Williams v. Yocum

Decision Date31 January 1928
Docket Number1391
Citation263 P. 607,37 Wyo. 432
PartiesWILLIAMS, ET AL. v. YOCUM, ET AL. [*]
CourtWyoming Supreme Court

APPEAL from District Court, Converse County; HARRY P. ILSLEY, Judge.

Action by Elizabeth P. Williams, as executrix of the estate of John T. Williams, deceased, and others, against John Yocum and others. From a decree for defendants, plaintiffs appeal.

Affirmed.

Frank A. Kemp, Jr., and M. A. Kline, for appellants.

+---+

• **Task statement**:
According to the Williams v. Yocum case header, from which county's district court was the appeal taken?

+---+

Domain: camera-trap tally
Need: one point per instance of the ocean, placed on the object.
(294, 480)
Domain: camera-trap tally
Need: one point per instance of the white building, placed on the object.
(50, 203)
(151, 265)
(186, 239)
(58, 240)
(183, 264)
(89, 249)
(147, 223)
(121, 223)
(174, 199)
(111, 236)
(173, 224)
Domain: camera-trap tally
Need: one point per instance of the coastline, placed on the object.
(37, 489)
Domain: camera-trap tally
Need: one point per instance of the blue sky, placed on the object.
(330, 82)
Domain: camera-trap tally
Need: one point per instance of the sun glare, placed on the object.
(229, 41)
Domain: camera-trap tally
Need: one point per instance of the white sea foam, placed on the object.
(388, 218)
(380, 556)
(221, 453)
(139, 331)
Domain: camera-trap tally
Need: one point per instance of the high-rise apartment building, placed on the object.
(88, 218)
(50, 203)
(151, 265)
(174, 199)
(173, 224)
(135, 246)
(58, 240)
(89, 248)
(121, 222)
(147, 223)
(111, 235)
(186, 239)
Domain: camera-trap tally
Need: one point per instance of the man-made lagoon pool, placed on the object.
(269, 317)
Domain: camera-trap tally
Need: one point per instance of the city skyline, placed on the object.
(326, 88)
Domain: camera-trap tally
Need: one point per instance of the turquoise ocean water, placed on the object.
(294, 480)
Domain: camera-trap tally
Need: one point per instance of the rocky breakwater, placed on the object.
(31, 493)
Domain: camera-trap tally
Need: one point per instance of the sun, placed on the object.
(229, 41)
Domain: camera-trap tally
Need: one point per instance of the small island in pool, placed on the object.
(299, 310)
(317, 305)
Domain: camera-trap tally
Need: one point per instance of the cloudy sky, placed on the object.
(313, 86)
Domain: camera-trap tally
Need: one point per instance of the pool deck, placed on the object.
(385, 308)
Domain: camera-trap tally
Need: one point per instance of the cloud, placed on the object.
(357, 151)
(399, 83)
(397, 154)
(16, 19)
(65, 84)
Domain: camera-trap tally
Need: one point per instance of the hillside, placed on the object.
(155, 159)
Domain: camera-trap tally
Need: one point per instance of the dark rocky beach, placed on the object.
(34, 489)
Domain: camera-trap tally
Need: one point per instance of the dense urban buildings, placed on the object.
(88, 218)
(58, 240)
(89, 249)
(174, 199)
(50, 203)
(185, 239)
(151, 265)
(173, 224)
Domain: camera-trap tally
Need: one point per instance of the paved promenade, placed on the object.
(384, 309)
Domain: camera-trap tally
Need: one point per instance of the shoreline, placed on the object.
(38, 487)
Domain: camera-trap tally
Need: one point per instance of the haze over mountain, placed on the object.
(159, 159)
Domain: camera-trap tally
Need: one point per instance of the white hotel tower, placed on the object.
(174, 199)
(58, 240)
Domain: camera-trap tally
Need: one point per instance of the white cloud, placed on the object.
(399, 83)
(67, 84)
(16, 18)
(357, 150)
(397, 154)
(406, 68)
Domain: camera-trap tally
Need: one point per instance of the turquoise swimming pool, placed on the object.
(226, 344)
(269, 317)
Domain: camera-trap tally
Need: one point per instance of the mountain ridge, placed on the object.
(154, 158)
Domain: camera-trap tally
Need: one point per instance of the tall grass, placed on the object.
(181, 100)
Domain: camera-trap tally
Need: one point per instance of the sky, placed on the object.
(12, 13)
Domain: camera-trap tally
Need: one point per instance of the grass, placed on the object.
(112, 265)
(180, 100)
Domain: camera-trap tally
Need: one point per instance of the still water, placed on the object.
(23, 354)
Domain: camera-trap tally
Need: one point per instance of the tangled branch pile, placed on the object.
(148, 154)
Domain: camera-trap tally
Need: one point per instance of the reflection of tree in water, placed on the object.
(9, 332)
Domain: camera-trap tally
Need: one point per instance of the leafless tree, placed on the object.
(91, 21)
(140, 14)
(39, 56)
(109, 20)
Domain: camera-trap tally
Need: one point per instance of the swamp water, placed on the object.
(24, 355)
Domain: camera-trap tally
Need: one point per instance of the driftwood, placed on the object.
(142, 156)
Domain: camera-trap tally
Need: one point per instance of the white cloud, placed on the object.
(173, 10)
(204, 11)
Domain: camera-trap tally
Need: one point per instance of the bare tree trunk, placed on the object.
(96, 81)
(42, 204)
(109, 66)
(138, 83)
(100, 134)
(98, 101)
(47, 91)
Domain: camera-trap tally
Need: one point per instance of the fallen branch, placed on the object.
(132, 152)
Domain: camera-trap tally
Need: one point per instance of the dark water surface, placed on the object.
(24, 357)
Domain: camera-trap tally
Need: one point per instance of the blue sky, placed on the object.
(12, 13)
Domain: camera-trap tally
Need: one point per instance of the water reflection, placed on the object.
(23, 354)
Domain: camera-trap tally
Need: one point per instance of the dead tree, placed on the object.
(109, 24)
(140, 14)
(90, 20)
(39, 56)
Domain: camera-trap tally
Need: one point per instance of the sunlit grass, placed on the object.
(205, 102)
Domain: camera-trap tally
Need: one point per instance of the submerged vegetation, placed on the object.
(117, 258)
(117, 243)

+---+

• **Result of the exercise**:
Converse County.